**TASK STATEMENT:**
Count the lines in the items below that contain the string "positive", and give only that number.

**EXTRACTED MATERIAL:**
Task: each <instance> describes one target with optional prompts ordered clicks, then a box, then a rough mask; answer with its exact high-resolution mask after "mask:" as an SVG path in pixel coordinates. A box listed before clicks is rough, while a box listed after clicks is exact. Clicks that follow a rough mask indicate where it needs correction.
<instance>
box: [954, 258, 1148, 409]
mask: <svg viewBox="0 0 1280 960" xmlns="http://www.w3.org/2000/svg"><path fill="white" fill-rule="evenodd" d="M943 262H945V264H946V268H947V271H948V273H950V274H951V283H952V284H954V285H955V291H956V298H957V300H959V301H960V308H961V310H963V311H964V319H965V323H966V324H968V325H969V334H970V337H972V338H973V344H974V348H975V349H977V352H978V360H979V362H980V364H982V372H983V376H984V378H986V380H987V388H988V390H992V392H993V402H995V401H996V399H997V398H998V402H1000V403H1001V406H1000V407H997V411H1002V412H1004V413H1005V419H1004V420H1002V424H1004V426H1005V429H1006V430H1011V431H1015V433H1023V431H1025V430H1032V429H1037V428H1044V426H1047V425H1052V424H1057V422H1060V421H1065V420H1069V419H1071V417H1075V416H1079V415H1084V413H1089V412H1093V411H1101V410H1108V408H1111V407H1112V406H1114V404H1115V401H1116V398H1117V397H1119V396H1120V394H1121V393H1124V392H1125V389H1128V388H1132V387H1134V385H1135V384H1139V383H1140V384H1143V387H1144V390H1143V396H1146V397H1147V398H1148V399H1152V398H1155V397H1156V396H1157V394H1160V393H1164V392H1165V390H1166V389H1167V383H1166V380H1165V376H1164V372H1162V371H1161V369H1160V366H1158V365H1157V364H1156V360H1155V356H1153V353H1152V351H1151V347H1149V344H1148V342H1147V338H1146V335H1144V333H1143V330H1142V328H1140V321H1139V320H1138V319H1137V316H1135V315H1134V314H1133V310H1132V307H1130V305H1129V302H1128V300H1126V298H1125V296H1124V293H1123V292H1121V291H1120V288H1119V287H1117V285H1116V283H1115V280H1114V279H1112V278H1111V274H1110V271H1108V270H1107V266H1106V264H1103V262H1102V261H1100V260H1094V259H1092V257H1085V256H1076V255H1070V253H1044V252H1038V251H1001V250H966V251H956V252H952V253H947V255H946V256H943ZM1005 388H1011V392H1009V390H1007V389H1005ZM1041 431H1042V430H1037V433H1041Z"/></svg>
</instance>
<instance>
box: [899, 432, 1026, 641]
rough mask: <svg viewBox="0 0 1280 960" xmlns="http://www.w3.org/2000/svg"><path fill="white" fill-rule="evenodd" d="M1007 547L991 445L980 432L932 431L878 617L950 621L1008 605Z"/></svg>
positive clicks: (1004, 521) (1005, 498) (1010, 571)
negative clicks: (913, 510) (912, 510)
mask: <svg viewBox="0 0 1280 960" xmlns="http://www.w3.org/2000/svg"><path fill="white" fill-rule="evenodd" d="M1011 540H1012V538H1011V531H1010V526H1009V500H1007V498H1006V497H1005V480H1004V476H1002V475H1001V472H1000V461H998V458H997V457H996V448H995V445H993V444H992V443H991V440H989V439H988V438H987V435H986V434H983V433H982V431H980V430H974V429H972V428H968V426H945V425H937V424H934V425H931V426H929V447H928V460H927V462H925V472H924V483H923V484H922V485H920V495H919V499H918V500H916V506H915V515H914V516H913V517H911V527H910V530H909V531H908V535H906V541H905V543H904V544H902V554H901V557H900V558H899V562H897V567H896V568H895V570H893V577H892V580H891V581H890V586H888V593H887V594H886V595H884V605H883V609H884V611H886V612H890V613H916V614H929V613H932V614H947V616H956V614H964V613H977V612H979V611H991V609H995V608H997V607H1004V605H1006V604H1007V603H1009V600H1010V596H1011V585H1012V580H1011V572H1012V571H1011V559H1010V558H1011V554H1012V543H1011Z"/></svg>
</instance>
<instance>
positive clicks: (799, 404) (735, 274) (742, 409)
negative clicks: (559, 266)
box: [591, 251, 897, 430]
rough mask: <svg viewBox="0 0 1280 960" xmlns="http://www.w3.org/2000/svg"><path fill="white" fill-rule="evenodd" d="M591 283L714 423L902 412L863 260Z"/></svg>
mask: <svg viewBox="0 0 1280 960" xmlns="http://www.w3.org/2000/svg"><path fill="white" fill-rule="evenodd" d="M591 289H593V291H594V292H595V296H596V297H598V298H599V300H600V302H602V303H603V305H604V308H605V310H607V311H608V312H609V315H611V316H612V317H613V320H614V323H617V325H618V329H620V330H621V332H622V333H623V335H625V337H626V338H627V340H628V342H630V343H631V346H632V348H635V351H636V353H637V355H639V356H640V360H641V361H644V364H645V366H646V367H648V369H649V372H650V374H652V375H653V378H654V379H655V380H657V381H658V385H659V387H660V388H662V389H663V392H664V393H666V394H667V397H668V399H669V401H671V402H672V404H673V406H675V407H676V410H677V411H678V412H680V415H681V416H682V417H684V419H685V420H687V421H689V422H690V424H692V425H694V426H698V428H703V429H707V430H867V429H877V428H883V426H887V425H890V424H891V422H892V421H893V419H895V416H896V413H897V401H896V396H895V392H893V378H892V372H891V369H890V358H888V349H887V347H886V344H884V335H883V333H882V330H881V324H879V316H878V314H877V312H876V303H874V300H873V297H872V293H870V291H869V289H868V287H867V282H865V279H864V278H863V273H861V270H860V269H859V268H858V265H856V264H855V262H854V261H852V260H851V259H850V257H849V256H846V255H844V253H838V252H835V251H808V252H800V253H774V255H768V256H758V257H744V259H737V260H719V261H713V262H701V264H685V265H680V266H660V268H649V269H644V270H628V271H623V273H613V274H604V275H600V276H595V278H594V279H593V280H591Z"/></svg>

**TASK ANSWER:**
2